**Task prompt**: From the entries below, copy out each line that contains the word "chair", matching case exactly.

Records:
********
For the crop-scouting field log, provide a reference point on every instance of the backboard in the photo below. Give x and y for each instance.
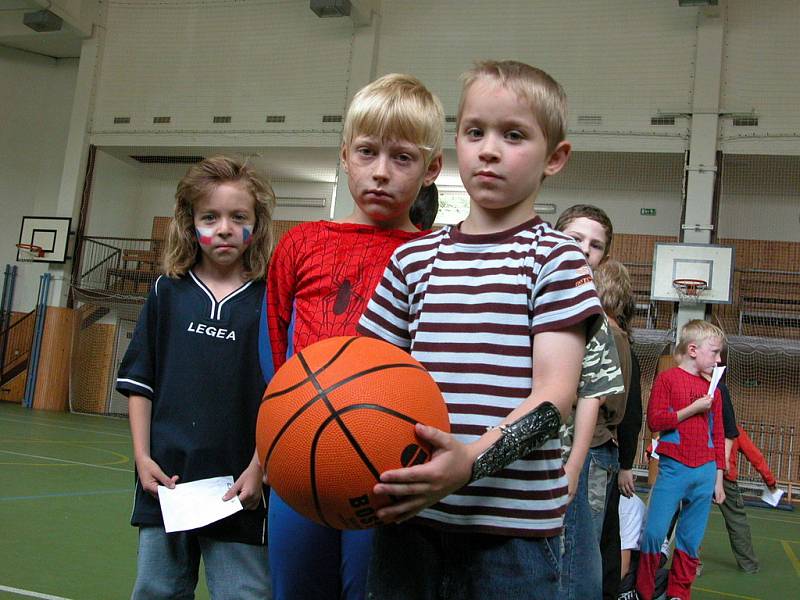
(711, 263)
(49, 233)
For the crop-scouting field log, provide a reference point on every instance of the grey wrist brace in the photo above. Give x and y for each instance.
(518, 440)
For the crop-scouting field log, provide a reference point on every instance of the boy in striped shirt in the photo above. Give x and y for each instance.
(489, 306)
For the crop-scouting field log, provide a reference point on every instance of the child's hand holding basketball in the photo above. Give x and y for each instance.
(421, 486)
(151, 476)
(247, 486)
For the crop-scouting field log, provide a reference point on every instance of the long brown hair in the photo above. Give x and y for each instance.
(614, 287)
(182, 250)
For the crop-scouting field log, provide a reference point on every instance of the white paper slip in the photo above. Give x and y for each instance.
(771, 497)
(653, 452)
(197, 503)
(712, 387)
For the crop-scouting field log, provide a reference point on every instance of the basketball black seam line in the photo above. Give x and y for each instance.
(299, 412)
(348, 434)
(364, 459)
(333, 358)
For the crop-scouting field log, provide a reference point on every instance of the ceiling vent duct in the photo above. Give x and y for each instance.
(330, 8)
(185, 159)
(42, 21)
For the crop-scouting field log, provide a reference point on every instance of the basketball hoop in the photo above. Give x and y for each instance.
(30, 251)
(690, 291)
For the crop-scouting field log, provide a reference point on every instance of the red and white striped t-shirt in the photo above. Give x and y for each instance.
(467, 307)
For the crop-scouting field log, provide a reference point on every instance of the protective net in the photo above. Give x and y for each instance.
(760, 193)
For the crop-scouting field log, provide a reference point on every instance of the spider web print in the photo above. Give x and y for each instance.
(327, 273)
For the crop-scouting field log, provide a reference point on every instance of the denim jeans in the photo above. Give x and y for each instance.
(168, 566)
(309, 560)
(581, 568)
(603, 469)
(416, 562)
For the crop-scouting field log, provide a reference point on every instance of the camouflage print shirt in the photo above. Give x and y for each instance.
(601, 375)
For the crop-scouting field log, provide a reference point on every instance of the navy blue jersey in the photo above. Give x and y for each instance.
(196, 359)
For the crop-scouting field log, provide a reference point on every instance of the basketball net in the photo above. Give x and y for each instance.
(29, 252)
(690, 291)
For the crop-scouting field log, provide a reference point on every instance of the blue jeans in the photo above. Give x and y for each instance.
(415, 562)
(309, 560)
(581, 567)
(168, 565)
(603, 469)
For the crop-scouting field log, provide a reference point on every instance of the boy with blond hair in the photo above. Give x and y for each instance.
(489, 307)
(320, 278)
(692, 458)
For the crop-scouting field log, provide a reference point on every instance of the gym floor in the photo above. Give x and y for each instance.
(65, 502)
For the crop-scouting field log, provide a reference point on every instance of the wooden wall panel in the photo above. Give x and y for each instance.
(52, 380)
(92, 367)
(14, 389)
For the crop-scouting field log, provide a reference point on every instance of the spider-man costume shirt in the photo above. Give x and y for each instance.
(320, 278)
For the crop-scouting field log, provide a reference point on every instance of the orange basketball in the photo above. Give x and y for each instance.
(337, 415)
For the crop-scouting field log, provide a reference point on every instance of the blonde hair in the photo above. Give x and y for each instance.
(546, 97)
(614, 287)
(182, 250)
(697, 331)
(397, 107)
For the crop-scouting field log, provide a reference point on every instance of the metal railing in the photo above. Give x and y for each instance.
(15, 346)
(119, 266)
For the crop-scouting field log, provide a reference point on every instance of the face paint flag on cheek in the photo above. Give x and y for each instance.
(204, 235)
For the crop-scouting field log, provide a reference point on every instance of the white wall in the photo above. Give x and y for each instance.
(760, 198)
(622, 60)
(115, 205)
(195, 60)
(36, 99)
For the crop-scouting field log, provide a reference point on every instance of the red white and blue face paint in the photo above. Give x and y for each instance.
(205, 235)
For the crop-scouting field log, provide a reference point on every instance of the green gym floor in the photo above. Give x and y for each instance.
(65, 498)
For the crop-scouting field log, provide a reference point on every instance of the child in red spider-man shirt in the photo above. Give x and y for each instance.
(692, 458)
(320, 278)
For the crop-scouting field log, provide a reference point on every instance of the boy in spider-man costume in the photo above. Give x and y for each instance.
(320, 278)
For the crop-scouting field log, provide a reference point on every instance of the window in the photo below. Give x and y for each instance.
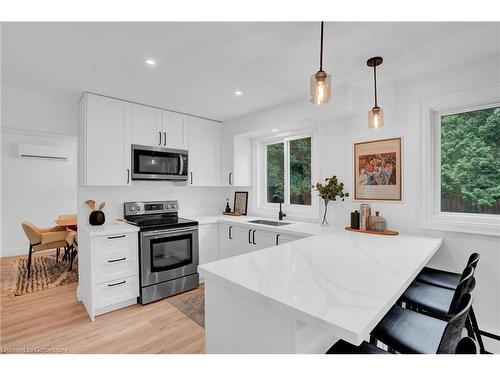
(288, 171)
(460, 169)
(470, 161)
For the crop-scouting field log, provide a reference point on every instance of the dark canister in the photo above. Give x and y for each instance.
(355, 219)
(97, 218)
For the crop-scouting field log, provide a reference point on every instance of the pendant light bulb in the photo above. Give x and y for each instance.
(320, 90)
(376, 114)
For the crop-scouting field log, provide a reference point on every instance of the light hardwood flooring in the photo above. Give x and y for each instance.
(54, 321)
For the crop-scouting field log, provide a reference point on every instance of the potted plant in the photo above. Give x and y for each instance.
(330, 191)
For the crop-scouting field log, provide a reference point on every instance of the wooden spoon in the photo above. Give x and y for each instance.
(91, 204)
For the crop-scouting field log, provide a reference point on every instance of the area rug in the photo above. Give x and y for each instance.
(192, 304)
(45, 274)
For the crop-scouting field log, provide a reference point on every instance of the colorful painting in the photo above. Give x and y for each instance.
(377, 170)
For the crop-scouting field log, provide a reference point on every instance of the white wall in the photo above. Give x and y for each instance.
(401, 103)
(35, 190)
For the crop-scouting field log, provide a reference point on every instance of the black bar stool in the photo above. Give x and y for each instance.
(408, 331)
(444, 279)
(439, 302)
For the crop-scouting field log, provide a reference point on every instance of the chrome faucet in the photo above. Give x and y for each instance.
(281, 214)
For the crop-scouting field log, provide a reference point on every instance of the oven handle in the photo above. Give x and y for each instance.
(168, 231)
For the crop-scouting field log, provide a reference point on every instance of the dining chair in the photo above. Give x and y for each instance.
(438, 302)
(407, 331)
(72, 246)
(43, 239)
(445, 279)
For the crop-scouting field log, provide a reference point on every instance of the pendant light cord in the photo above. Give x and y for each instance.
(321, 49)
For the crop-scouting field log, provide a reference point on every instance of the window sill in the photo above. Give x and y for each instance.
(488, 225)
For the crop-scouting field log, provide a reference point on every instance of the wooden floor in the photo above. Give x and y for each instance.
(54, 321)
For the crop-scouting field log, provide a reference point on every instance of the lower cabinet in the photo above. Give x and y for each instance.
(108, 267)
(208, 240)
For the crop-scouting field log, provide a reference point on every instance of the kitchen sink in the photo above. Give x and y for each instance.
(269, 222)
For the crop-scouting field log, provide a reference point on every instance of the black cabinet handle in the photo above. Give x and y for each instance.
(115, 284)
(116, 260)
(115, 237)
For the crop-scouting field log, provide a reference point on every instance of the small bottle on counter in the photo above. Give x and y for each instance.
(355, 219)
(378, 223)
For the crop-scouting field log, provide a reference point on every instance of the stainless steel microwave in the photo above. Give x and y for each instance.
(159, 163)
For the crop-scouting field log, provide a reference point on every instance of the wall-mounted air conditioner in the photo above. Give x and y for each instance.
(25, 150)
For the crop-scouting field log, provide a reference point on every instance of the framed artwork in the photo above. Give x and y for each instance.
(377, 170)
(241, 202)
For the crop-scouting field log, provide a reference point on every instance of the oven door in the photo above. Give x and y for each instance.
(168, 254)
(157, 163)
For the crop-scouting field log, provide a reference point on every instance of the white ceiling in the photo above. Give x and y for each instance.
(200, 65)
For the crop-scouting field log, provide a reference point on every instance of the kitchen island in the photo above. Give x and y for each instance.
(302, 296)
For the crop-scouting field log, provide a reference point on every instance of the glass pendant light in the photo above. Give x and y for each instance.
(320, 82)
(376, 114)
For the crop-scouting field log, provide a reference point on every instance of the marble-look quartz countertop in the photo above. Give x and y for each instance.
(340, 281)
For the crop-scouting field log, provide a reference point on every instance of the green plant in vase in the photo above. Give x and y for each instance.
(330, 191)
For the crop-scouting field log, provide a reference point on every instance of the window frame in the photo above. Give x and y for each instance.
(430, 215)
(261, 206)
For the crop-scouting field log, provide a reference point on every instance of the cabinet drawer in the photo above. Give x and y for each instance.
(114, 264)
(116, 291)
(114, 242)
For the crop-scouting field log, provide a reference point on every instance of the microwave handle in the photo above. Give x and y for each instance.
(181, 164)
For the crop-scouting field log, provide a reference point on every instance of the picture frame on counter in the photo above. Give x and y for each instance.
(378, 170)
(241, 202)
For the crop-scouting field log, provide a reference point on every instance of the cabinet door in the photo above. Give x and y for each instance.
(226, 241)
(264, 239)
(174, 127)
(146, 126)
(208, 239)
(107, 143)
(204, 162)
(242, 239)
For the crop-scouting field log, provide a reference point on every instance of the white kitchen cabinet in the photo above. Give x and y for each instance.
(227, 242)
(108, 267)
(236, 161)
(204, 165)
(174, 130)
(146, 126)
(105, 141)
(208, 239)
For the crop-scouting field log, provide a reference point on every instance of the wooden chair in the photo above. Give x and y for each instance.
(43, 239)
(72, 243)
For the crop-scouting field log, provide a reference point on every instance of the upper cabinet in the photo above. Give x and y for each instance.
(236, 161)
(156, 127)
(205, 145)
(146, 126)
(175, 130)
(105, 141)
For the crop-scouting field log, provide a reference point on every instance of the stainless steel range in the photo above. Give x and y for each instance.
(168, 249)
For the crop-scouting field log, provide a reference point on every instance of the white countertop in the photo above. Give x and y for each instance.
(341, 281)
(108, 229)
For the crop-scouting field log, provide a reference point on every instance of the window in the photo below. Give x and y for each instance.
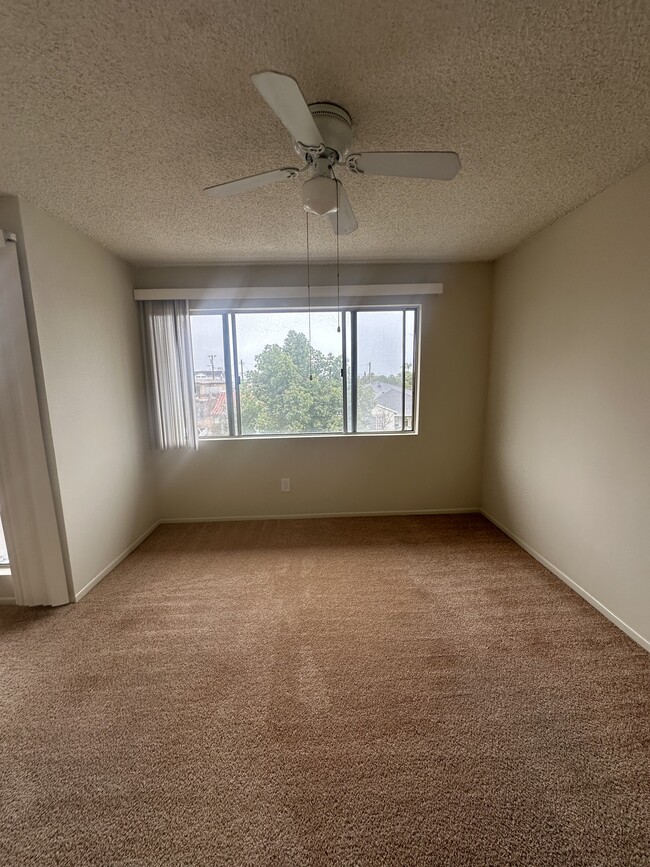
********
**Solution to the exercise**:
For the crop-scouting field log, provide a reference point on every instance of the dining chair in the photo above. Give x and y for each instance.
For the crop-scouting field log, provide a reference point on every instance of the wooden chair in the photo above. Give x and y for each instance.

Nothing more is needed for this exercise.